Schreibe den Text zur Designgeschichte von "Hier veröffentlichen wir" bis "Generation. Alarmierende Geschichtsvergessenheit." ab und tausche dabei "Hochschulen" gegen "Universitäten" aus.

[Ausgewählter Text]:
+ + + +
Der Verzicht auf Vergangenheit

Bauhaus_Aschaffenburg_Sebastian-Hartlaub

von Sebastian Hartlaub (Eigenes Werk)

Designgeschichte und der Verzicht auf Vergangenheit

Hier veröffentlichen wir eine Stellungnahme der Gesellschaft für Designgeschichte zur Situation der Designgeschichte an deutschen Hochschulen – auch aus der eigenen Erfahrung, dass im Zuge von Bologna und anderen Maßnahmen der Effizienzsteigerung im Studium Fächer wie Designgeschichte und Theorie meistens die ersten sind, die eingestellt werden. Wo Geschichte nicht gelehrt wird, fehlt der Nachwuchs in Forschung und Lehre der nächsten Generation. Alarmierende Geschichtsvergessenheit.
+ + + +
[Inhalt des Datensatzes]:
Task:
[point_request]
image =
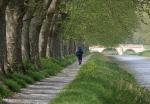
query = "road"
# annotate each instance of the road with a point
(138, 66)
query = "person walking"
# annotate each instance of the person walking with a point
(79, 54)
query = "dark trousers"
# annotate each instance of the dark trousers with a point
(80, 59)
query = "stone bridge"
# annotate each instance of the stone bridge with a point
(120, 49)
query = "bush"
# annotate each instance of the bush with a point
(4, 92)
(35, 75)
(12, 85)
(26, 78)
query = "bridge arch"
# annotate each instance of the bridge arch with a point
(110, 51)
(120, 49)
(129, 52)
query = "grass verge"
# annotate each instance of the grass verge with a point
(15, 81)
(103, 82)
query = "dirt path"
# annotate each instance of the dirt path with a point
(47, 89)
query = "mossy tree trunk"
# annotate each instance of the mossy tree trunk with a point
(45, 31)
(14, 17)
(3, 4)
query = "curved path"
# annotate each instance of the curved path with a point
(47, 89)
(138, 66)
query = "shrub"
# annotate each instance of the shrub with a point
(35, 75)
(4, 92)
(26, 78)
(12, 85)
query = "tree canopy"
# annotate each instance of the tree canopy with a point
(105, 22)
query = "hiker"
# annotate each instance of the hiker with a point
(79, 54)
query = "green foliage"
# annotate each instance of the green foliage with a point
(103, 82)
(26, 78)
(35, 75)
(4, 92)
(12, 85)
(105, 22)
(13, 82)
(28, 65)
(20, 82)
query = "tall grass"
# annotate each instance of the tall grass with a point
(103, 82)
(13, 82)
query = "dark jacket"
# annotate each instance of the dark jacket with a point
(79, 52)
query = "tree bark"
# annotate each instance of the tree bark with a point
(34, 32)
(25, 34)
(14, 16)
(3, 4)
(45, 31)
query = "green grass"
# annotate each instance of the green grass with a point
(145, 53)
(103, 82)
(13, 82)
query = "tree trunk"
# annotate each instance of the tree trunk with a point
(45, 31)
(25, 34)
(14, 16)
(56, 44)
(2, 34)
(34, 32)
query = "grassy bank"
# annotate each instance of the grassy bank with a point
(145, 53)
(103, 82)
(13, 82)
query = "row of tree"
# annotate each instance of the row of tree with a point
(30, 30)
(33, 29)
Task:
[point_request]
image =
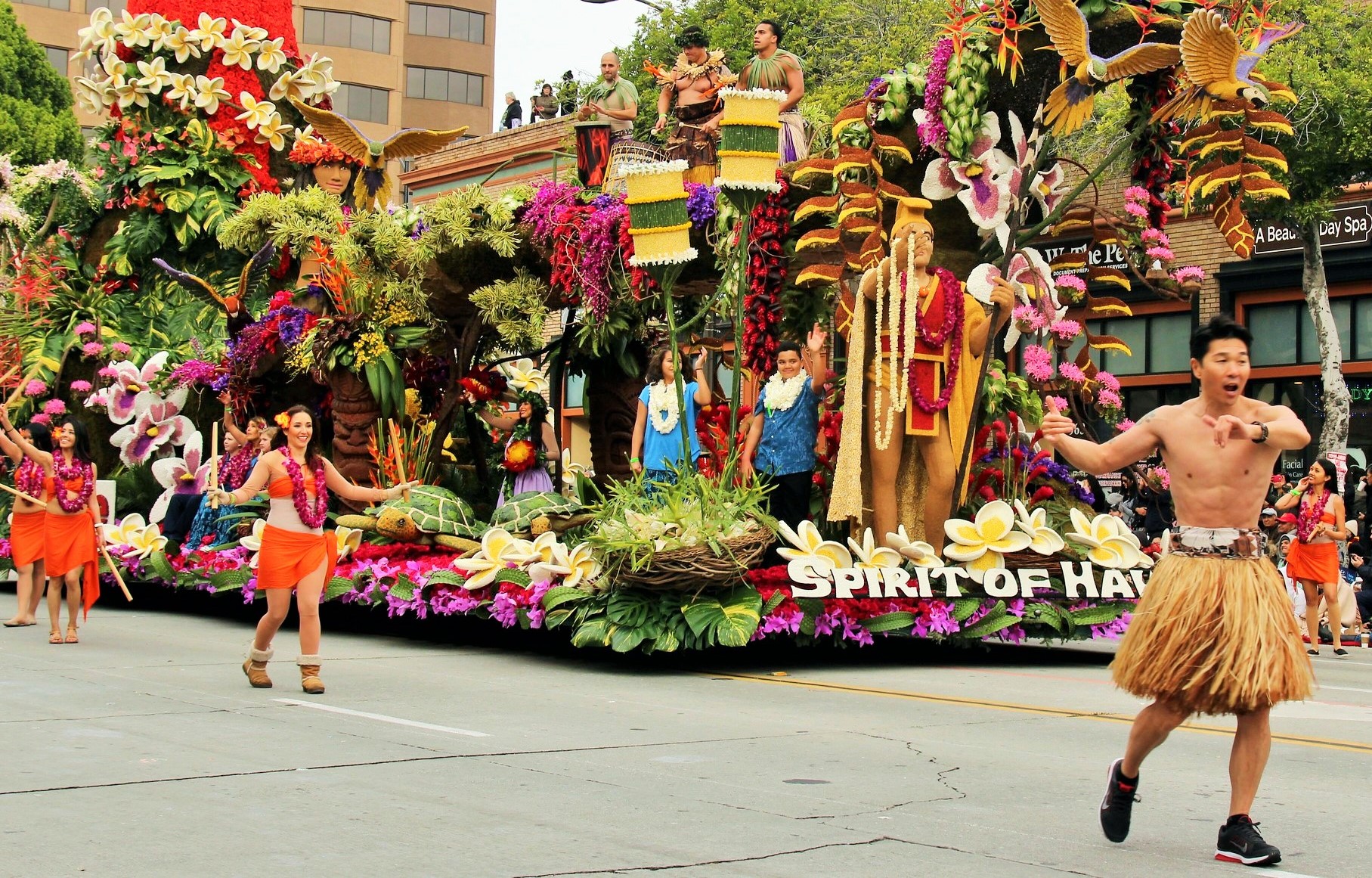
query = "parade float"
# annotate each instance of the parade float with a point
(400, 324)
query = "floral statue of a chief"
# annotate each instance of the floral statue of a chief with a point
(980, 133)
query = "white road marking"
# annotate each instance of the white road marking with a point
(382, 718)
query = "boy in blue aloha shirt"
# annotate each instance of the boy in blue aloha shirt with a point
(785, 427)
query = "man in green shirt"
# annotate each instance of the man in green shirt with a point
(612, 99)
(779, 70)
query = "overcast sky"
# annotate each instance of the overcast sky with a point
(541, 39)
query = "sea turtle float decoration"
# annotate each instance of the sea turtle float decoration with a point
(535, 512)
(431, 515)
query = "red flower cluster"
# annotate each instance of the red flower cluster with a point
(767, 268)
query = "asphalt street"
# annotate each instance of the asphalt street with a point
(143, 752)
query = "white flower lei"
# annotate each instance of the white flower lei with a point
(663, 409)
(784, 392)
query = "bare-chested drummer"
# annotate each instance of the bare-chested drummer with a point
(1213, 631)
(612, 99)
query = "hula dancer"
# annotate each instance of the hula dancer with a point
(72, 526)
(1213, 631)
(296, 553)
(1313, 559)
(784, 430)
(528, 448)
(26, 523)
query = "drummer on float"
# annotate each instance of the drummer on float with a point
(612, 99)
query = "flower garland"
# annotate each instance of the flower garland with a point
(784, 392)
(767, 269)
(663, 408)
(314, 516)
(235, 470)
(1311, 516)
(67, 471)
(29, 478)
(949, 330)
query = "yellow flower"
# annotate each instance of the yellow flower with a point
(980, 545)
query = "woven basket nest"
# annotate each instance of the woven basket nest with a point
(697, 567)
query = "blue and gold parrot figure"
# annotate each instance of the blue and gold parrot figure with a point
(373, 184)
(1069, 104)
(1219, 69)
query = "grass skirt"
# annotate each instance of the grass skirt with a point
(1215, 635)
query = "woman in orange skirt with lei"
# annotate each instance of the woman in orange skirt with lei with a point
(296, 552)
(1313, 559)
(72, 526)
(26, 523)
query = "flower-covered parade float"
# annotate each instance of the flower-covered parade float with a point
(934, 513)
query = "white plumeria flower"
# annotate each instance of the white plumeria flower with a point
(914, 551)
(183, 44)
(209, 94)
(209, 32)
(254, 111)
(870, 554)
(144, 542)
(133, 29)
(271, 55)
(1110, 542)
(526, 376)
(156, 76)
(239, 50)
(348, 539)
(128, 94)
(823, 556)
(252, 542)
(981, 545)
(122, 532)
(99, 33)
(274, 132)
(500, 549)
(1042, 538)
(181, 88)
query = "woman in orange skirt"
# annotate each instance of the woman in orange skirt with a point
(72, 527)
(1313, 559)
(26, 523)
(296, 552)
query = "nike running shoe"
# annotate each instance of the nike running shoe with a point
(1119, 803)
(1240, 842)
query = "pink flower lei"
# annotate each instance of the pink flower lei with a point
(29, 478)
(316, 516)
(949, 330)
(67, 471)
(1309, 517)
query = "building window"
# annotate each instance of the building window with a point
(363, 103)
(348, 30)
(1283, 335)
(57, 57)
(452, 85)
(441, 21)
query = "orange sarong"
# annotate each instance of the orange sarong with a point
+ + + +
[Bearbeitete Aufgabe]:
Hier veröffentlichen wir eine Stellungnahme der Gesellschaft für Designgeschichte zur Situation der Designgeschichte an deutschen Universitäten – auch aus der eigenen Erfahrung, dass im Zuge von Bologna und anderen Maßnahmen der Effizienzsteigerung im Studium Fächer wie Designgeschichte und Theorie meistens die ersten sind, die eingestellt werden. Wo Geschichte nicht gelehrt wird, fehlt der Nachwuchs in Forschung und Lehre der nächsten Generation. Alarmierende Geschichtsvergessenheit.